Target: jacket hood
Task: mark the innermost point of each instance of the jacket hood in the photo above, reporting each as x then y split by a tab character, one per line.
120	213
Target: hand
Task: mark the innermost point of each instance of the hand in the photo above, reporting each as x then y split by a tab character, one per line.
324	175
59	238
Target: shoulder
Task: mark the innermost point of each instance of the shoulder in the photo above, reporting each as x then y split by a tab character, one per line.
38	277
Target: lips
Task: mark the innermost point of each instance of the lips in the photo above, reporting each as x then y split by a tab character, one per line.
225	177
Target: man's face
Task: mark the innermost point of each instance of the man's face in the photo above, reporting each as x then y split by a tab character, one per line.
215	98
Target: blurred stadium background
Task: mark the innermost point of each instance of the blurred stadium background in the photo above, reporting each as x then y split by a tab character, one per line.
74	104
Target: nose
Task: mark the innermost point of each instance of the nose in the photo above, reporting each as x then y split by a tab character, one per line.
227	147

============================================================

Task goal – Starting at the line that contains "Target: nose", retype each line through the end of the listing above and nothing else.

Response to this task –
Target: nose
Task: mark the innermost point of each instance of the nose in the photo above, reporting each as x then y split by a tab character, one per line.
227	147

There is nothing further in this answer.